-------- Records --------

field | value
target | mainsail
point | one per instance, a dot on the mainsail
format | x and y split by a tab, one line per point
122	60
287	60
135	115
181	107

--------

Reproduce the listing above line for line, with no changes.

— Answer to this problem —
field | value
target | mainsail
point | one per instance, a dot on the mainsail
format | x and y split by a tab, one line per point
122	60
287	60
135	115
181	107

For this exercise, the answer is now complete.